» **DATASET ENTRIES**:
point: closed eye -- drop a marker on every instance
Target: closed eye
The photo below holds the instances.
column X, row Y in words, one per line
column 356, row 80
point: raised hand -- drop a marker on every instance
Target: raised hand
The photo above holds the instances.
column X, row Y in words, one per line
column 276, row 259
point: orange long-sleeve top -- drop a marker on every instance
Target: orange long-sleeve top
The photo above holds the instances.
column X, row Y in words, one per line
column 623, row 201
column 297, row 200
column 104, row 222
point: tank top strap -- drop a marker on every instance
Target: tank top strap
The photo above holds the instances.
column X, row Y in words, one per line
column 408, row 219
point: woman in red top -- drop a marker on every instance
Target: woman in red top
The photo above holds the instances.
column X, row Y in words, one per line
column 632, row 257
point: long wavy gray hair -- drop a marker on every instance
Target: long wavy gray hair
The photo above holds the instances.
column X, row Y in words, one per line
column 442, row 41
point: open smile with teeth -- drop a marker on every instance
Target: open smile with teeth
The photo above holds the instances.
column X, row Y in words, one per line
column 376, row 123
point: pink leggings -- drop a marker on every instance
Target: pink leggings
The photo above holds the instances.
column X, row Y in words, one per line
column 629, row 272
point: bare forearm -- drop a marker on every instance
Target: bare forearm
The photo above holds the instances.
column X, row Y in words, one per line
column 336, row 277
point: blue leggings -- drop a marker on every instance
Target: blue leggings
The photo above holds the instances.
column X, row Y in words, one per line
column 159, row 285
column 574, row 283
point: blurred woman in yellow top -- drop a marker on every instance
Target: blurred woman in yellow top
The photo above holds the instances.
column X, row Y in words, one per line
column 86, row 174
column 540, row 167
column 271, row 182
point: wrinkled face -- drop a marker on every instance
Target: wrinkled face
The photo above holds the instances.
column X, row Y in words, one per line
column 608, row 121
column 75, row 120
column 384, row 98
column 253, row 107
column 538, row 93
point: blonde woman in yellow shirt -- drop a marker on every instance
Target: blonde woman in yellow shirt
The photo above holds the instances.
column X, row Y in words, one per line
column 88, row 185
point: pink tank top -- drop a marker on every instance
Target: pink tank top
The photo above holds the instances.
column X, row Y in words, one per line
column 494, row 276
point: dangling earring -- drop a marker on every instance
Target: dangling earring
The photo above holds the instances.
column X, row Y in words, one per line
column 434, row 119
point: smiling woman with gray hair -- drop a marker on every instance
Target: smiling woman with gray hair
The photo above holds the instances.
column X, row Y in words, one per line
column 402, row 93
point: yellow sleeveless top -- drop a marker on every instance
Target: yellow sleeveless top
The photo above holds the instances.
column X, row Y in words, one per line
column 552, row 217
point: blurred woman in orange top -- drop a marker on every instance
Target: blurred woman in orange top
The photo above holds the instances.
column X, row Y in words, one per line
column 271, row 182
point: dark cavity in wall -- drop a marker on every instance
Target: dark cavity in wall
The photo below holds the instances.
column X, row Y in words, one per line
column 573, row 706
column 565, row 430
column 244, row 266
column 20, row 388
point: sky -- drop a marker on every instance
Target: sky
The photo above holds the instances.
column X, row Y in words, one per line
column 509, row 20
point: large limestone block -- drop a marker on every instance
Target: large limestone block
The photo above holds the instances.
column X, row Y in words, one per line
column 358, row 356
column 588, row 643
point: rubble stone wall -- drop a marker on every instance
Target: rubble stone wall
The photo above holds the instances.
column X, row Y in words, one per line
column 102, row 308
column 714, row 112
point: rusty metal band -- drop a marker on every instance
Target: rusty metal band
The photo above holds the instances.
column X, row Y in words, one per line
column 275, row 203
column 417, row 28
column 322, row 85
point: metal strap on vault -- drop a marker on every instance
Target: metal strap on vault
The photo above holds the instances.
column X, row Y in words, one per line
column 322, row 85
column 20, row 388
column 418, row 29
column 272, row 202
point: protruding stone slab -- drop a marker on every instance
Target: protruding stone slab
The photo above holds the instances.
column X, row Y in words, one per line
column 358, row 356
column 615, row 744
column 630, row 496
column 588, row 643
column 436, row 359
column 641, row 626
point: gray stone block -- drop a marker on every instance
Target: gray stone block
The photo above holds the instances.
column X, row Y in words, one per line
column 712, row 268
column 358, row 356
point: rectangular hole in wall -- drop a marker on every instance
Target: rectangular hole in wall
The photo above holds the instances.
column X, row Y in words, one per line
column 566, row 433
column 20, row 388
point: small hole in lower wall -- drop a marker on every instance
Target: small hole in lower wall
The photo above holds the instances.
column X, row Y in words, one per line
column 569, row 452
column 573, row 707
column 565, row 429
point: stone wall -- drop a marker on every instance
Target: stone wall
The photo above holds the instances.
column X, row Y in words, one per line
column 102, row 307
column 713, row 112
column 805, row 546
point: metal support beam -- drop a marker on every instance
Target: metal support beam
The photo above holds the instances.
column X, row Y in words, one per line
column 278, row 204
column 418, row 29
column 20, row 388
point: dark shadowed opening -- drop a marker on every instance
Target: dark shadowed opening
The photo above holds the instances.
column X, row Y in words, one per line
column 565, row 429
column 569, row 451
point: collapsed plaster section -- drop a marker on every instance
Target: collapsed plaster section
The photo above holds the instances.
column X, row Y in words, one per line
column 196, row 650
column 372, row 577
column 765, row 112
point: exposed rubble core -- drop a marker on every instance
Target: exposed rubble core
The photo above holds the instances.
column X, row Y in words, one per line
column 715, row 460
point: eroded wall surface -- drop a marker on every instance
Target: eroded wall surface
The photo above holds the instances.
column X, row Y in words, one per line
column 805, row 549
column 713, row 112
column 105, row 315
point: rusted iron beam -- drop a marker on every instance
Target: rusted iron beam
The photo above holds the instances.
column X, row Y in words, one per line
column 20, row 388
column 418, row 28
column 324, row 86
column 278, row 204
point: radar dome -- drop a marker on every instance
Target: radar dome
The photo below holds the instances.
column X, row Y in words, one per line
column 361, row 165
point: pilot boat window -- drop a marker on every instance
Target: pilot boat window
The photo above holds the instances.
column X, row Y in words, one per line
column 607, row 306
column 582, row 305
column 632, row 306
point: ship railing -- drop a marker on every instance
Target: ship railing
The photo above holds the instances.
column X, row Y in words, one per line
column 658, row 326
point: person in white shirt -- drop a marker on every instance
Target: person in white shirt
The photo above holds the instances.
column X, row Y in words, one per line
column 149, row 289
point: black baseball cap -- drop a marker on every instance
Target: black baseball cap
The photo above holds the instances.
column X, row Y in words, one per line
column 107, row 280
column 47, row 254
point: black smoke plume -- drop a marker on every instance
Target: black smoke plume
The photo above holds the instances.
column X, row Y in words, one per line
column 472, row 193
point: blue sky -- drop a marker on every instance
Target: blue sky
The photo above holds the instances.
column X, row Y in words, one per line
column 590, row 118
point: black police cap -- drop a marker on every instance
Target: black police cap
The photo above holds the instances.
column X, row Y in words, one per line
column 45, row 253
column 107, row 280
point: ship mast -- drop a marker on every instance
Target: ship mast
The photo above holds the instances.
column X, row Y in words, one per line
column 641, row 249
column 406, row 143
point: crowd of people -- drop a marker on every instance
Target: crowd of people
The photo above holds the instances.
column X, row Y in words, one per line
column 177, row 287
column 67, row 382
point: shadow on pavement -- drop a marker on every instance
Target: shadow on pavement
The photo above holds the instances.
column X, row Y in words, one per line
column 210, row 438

» **CHALLENGE**: Copy out the material from its first line through the line containing "column 574, row 283", keeping both of those lines.

» **EXERCISE OUTPUT**:
point: closed eye -- drop a marker on every instance
Target: closed eye
The photo below holds the instances.
column X, row Y in words, one per line
column 356, row 80
point: raised hand -- drop a marker on every instance
Target: raised hand
The photo above holds the instances.
column X, row Y in words, one per line
column 276, row 259
point: orange long-sleeve top -- drop a marker on every instance
Target: orange long-sleeve top
The photo above holds the instances.
column X, row Y in words, one per line
column 623, row 201
column 297, row 200
column 104, row 222
point: tank top strap -- drop a marker on every instance
Target: tank top strap
The photo above holds the instances.
column X, row Y in words, one per line
column 408, row 219
point: woman in red top -- drop a marker on every instance
Target: woman in red top
The photo above holds the instances.
column X, row Y in words, one per line
column 632, row 257
point: long wavy gray hair -- drop a marker on every instance
Target: long wavy gray hair
The photo above holds the instances.
column X, row Y in words, one per line
column 442, row 41
point: open smile with teeth -- drop a marker on every instance
Target: open smile with teeth
The photo above holds the instances.
column X, row Y in words, one per line
column 376, row 123
point: pink leggings -- drop a marker on every instance
Target: pink leggings
The photo above holds the instances.
column X, row Y in words, one per line
column 629, row 272
point: bare forearm -- drop a marker on every instance
Target: bare forearm
The photo above holds the instances.
column X, row Y in words, one per line
column 336, row 277
point: blue leggings -- drop a marker on every instance
Target: blue leggings
The photo above holds the instances.
column X, row Y in words, one per line
column 159, row 285
column 574, row 283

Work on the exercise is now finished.